# SELECTED EXTRACT
Or just push your entire object to google spreadsheet: https://github.com/firmafon/to_google_spreadsheet


you will have to change the zapier parser template as well when the destination format changes.


That's clever! I had never thought to CC/BCC into our parser...


Brennan, thanks for sharing your use case. What kind of things would you do with the parsed info in Google spreadsheet?


Contacting users and offer a discount maybe?


I am playing with it now. I want to have my EZPass (RFID auto tolls) statements sent to my inbox. Right now I get an email with a url, then I have to type a PIN code, just to see my monthly statement.

I am too lazy to do it every month, but it would be nice the statements just appeared in my inbox.


Can it fetch data from URL and parse it? The landing page doesn't mention this.


you can use kimonolabs.com / import.io for HTML parsing


Please publish this if you create it. Or somehow launch this into a service. EZPass emails are the bane of my existence because of how little information they give me versus how much I believe I have a right to know.


Say you want LinkedIn messages to import to your CRM but they don't offer integration. Zapier the email notifications for your application. It's API by force, if companies don't let you in the front door just use another entrance.


One way we've seen it used is to parse out info from receipt emails into a spreadsheet or expense tool.


awesome use case.

how about -

1. Creating your own support desk 2. Automatically adding tasks to a calendar 3. Web scraping 4. Basic data collection


This is exactly what I'll be doing.


I've been thinking to develop a simple idonethis & Plivo integration where I need to parse the daily digest email and push the selected text as input for the text-to-speech app built using the Plivo API.

This is more than awesome for my use case.

[edit] Incidentally has anyone found it rewarding to "hear" what you get done for the day? (another pleasure cream added on top of checking items off your to-do list.)


Congratulations Bryan for launching it!

We are doing the same at http://mailparser.io and I can confirm that there is a real need for a solution like that. A lot of our existing customers use mailparser.io in combination with Zapier. Those customers can now directly use the parser of Zapier. Which sucks for us but which is surely great for the customer and Zapier ... :-)

One caveat though, a lot of use-cases are not the static "contact form" email where nothing moves except the values. We get a lot of requests for parsing lists, tables etc. Curious how the chosen approach works on this kind of parsing jobs.


How would you parse lists and tables from a website? e.g. parsing an online schedule in order to use the data in a responsive mobile or native app?

Random site example: peoplewhodance.net/events/NYE/schedule.html


You might look into http://www.kimonolabs.com/.


This seems really useful but I can't think of an example usage. Can someone share an example where this is useful?


"Set up receipts@example.com as Google hosted email, automatically parse all Amazon/SaaS subscription/etc emails and update the bookkeeping system" would already save me (or, well, my bookkeeper) 5+ hours a year.


Shouldn't this kind of notifications be handled with the Paypal / Amazon API directly for more reliability?


These are business expenses rather than things I am selling. As such, they're on my corporate credit cards. Regrettably, those don't have API access, and the best way to get information from them is currently "Log in once a month, dump a PDF file, and email it to the bookkeeper."


As a tech guy, I always feel extremely guilty about it, but my Italian accountant is cool with me dumping a big pile of receipts and papers in his office every few months. Even US accountants are often more or less ok with this, even if it makes me a bit sick to my stomach.

# INFORMATION SHOWN
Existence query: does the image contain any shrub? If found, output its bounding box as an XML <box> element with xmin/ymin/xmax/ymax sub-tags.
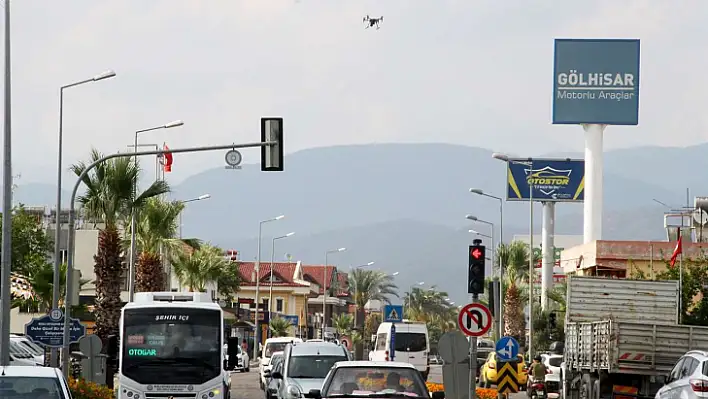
<box><xmin>69</xmin><ymin>378</ymin><xmax>115</xmax><ymax>399</ymax></box>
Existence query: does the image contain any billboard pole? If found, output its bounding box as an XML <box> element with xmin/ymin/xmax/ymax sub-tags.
<box><xmin>541</xmin><ymin>201</ymin><xmax>556</xmax><ymax>311</ymax></box>
<box><xmin>583</xmin><ymin>124</ymin><xmax>607</xmax><ymax>244</ymax></box>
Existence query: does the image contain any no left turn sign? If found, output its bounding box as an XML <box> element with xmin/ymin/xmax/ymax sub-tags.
<box><xmin>457</xmin><ymin>303</ymin><xmax>492</xmax><ymax>337</ymax></box>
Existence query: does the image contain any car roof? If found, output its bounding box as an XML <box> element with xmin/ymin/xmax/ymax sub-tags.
<box><xmin>290</xmin><ymin>342</ymin><xmax>346</xmax><ymax>356</ymax></box>
<box><xmin>334</xmin><ymin>360</ymin><xmax>416</xmax><ymax>370</ymax></box>
<box><xmin>0</xmin><ymin>366</ymin><xmax>60</xmax><ymax>378</ymax></box>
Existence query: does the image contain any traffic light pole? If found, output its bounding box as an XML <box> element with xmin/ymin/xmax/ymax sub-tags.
<box><xmin>469</xmin><ymin>294</ymin><xmax>479</xmax><ymax>399</ymax></box>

# STATED PROBLEM
Pick up the forum thread on parsing emails with Zapier right after its last post and keep it going. You won't need the records for this.

# RESPONSE BELOW
> As a tech guy, I always feel extremely guilty about it

As a tech guy, business people routinely dump big piles of raw data in my office every few days. I mutter a bit about how this is why we invented databases and then laugh all the way to the bank.

And I guarantee you the business people don't feel at all guilty about it.


We have been using the feature for a while, it has become an integral part of our system. The Zapier team is great and always willing to help out with any issues we have, above and beyond what you would expect.


This is incredibly clever. Zapier has already built a fast-expanding platform to relate structured business data, and now is taking steps to grow it even further by structuring unstructured data. SaaS mainstays, watch out.


If you think this feature is cool, I would encourage you to take a look at my company: Taskflow.io

It's basically a visual drag-and-drop tool to automate business processes.

You can drag-and-drop many different actions together (including email) to automate and track many processes you organization might have.

I would love to hear your feedback as we are just getting off the ground.


I just noticed Google started doing something like this. I got Google search results about purchases I'd made from Apple. They parsed a receipt from my Gmail account and displayed it in a card in my search results.

I was a bit taken aback by that.



They do parsing as well.

I forward all my work flight itineraries to Gmail (so I get Google Now notifications) after cut & pasting them out of the Word document I get them in.

Gmail parses them and displays them using the "Flight details" format, even though there is none of the information required for the "Actions" thing linked above.


Gmail doesn't do any parsing, Gmail provides the SDK described here https://developers.google.com/schemas/tutorials/google-now-c...

When developer / brands create emails following Gmail quick action guidelines, and you have Google Now enabled, then you will see Google Now cards.


Did you read my post?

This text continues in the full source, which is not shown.